**Excerpt to read:**
=== Section Start ===
SOCE and STIM1 signaling in the heart: Timing and location matter

Abstract

Store operated Ca²⁺ entry (SOCE) is an ancient and ubiquitous Ca²⁺ signaling pathway discovered decades ago, but the function of SOCE in human physiology is only now being revealed. The relevance of this pathway to striated muscle was solidified with the description of skeletal myopathies that result from mutations in STIM1 and Orai1, the two SOCE components. Here, we consider the evidence for STIM1 and SOCE in cardiac muscle and the sinoatrial node. We highlight recent studies revealing a role for STIM1 in cardiac growth in response to developmental and pathologic cues. We also review the role of STIM1 in the regulation of SOCE and Ca²⁺ store refilling in a non-Orai dependent manner. Finally, we discuss the importance of this pathway in ventricular cardiomyocytes where SOCE contribute to developmental growth and in pacemaker cells where SOCE likely has a fundamental to generating the cardiac rhythm.

Keywords: Cardiac muscle; Store-operated calcium channels; Store-operated calcium entry; Stromal interaction molecule 1 (STIM1).

Figure 1:

Schematic for STIM1 in cardiomyocytes. A) STIM1 localizes in the SR where it makes connections to different target molecules. B) Canonical SOCE is influenced by the set of spliced variants of STIM proteins. STIM1-L is constitutively associated with Orai1 channels whereas STIM1-S is recruited to sarcolemma in response to Ca²⁺ store depletion. C) STIM1 was proposed to inhibit cav1.2 in smooth muscle and neurons. Here STIM1 is localized on the cell surface to block voltage activated Ca²⁺ entry. D) STIM1 spliced forms can bind to and activate transient receptor potential (TRPC) channels. E) EB1 proteins are binding partners with STIM1 and forge a link between STIM1 in the SR membrane to the microtubules network.
=== Section End ===
**Explore the material:**
[A] Answer the following from the excerpt on STIM1 and SOCE in the heart.
(i) Mutations in which two SOCE components are linked to skeletal myopathies?
(ii) Which STIM1 spliced variant is constitutively associated with Orai1 channels?
(iii) Which proteins link STIM1 in the SR membrane to the microtubule network?
[B] Pick up the excerpt on STIM1 and SOCE in the heart after its final sentence and continue it.

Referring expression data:
=== Section Start ===
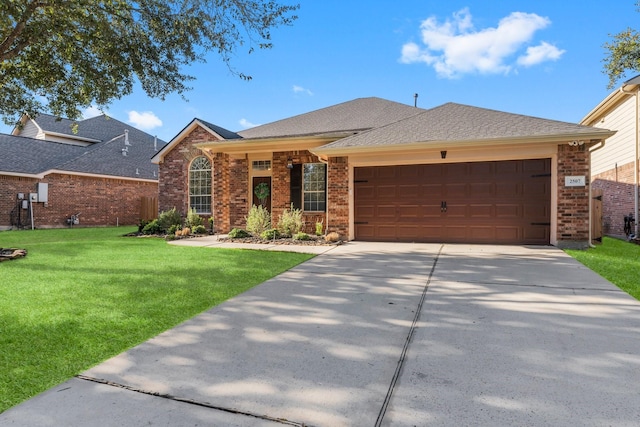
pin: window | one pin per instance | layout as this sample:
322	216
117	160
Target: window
314	187
200	185
261	165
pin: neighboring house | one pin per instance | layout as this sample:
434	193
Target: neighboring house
372	169
615	168
51	169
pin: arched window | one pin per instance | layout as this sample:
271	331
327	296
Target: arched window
200	185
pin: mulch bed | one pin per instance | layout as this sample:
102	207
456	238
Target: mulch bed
7	254
313	241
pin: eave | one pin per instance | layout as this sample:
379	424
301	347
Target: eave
592	137
610	102
242	147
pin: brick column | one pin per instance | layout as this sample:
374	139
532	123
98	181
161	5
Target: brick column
238	203
220	189
338	196
573	202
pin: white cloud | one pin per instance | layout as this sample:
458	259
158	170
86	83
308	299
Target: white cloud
541	53
92	111
300	89
146	120
455	47
246	123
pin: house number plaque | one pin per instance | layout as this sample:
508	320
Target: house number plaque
574	181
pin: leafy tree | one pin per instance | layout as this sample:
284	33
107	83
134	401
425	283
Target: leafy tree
623	55
64	55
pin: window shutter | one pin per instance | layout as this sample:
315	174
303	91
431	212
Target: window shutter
295	186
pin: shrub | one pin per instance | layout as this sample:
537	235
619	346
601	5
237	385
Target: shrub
142	224
238	233
152	227
258	220
168	218
301	236
290	222
332	237
172	230
270	234
193	219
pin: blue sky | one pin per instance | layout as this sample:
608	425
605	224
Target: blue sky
537	57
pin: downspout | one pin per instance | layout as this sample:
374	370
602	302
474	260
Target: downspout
591	150
636	169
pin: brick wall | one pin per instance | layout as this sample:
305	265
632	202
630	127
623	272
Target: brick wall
100	201
338	196
573	202
221	180
280	184
618	187
173	172
238	192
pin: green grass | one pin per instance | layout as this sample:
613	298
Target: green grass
617	261
81	296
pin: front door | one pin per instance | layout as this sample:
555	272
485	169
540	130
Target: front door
261	190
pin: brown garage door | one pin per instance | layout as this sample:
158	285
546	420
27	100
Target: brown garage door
505	202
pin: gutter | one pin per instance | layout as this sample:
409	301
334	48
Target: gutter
591	150
636	169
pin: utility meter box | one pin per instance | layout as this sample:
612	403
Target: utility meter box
43	192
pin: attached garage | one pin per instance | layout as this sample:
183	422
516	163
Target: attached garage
477	202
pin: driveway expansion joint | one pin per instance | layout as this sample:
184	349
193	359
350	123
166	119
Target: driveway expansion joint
191	401
407	343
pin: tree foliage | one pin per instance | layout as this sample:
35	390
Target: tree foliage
61	56
623	54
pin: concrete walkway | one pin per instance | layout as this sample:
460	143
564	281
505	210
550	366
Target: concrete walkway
370	334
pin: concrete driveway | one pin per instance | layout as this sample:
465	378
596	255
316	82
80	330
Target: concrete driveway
371	334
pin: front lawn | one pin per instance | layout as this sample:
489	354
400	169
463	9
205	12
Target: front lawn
615	260
81	296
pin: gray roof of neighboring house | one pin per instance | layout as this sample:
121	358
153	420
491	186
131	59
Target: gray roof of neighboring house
34	156
352	116
457	122
226	134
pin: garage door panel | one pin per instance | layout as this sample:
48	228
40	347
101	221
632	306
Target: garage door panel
365	213
481	211
386	212
408	192
485	202
409	211
386	192
509	210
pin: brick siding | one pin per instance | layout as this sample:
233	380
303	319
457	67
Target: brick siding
573	202
618	186
173	172
100	201
338	196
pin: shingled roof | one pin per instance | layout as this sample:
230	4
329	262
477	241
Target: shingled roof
28	156
348	117
453	122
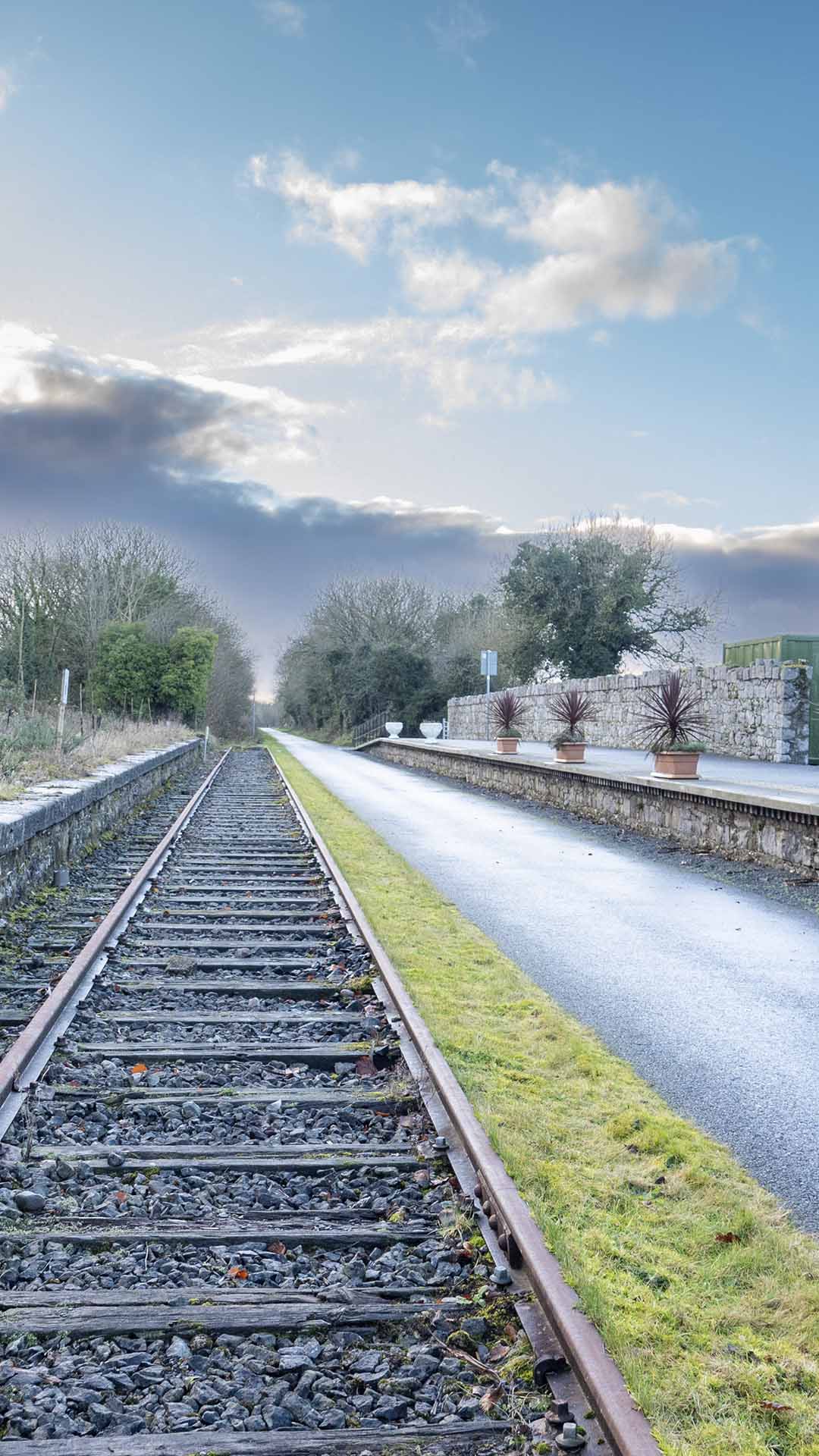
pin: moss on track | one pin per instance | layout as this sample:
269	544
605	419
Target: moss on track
704	1292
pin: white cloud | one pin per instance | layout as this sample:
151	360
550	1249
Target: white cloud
676	500
611	253
8	86
460	27
284	15
354	215
422	350
444	283
553	255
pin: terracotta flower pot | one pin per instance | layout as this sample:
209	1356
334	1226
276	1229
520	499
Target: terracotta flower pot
570	753
676	764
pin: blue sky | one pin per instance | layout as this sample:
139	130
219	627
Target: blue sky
519	259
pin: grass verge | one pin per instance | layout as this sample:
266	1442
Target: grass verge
704	1292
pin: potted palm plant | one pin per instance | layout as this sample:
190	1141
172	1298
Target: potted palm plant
672	720
572	710
509	714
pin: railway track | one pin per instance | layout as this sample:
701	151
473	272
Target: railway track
243	1204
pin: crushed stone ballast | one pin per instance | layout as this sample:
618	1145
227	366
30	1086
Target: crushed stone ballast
243	1204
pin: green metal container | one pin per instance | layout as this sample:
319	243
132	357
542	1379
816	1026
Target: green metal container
787	648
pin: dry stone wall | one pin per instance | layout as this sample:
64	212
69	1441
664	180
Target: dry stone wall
52	823
752	712
689	817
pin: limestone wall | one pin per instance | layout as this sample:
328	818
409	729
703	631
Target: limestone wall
752	712
689	816
52	823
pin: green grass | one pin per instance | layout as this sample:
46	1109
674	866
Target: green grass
711	1332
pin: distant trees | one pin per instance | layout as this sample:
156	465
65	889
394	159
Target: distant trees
379	642
131	672
588	595
576	601
118	606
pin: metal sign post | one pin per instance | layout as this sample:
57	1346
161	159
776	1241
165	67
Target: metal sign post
488	669
61	714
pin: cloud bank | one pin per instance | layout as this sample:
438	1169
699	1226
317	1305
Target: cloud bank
487	275
86	438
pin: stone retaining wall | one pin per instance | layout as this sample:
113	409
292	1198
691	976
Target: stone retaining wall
752	712
52	823
694	817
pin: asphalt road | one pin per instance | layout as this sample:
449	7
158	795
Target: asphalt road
711	993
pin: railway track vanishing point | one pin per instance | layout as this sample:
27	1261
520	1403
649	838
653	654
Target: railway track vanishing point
245	1206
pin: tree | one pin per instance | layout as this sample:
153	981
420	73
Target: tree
186	677
595	592
387	642
129	667
60	598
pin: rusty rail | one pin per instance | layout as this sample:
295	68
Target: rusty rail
624	1424
25	1047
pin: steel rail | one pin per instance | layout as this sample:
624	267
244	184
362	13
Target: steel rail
31	1040
624	1424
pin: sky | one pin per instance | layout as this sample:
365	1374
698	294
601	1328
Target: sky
325	286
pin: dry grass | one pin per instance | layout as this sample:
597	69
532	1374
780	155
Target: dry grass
704	1292
30	755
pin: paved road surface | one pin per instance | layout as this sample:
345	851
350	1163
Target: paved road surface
713	995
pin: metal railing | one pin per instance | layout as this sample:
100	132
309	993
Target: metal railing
372	727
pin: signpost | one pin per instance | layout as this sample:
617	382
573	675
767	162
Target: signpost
488	670
61	714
=== Section End ===
**Answers by item number:**
[A]
(i) STIM1 and Orai1.
(ii) STIM1-L.
(iii) EB1 proteins.

[B]
Figure 2:

Identification of novel STIM1 interacting partners. A) STIM1 domains include the ER luminal domains that contain the SAM and EF hands. These domains function as the Ca²⁺ sensor of SR store content. Cytosolic oriented STIM1 contains regions critical for Orai channel gained within the CC domains. Additional domains include the ERM and lysine rich regions. B) Design of a screen for STIM1 interacting partners. Biotinylated STIM1 is adheres to a neurtravadin coated plate. Bindings partners from phage display or lysates can be layered into the wells. Detection of the interaction is detected with an ELIZA assay using relevant antibodies. C) Phospholamban was detected as STIM1 partner using the screen. Proposed mechanism is shown for how STIM1 regulates PLN/SERCA2a function in cardiomyocytes.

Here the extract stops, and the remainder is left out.